Challenge: Please list each line of the material below that contains the word "image". Case counts, so match capital and small letters as given.

Record excerpts:

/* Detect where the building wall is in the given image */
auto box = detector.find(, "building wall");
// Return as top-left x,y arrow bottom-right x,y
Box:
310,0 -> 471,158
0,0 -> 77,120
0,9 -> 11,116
---
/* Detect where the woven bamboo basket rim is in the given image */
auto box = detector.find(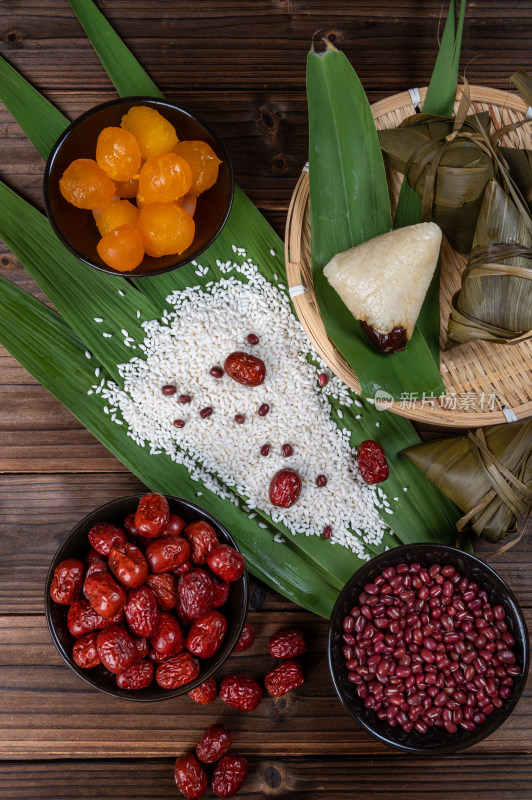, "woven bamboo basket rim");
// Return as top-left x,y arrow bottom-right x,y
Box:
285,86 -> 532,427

Answer to the problem:
/* Detect where the building wall is in the given image */
/* Detect where the woven bamboo basket rim is in the given image */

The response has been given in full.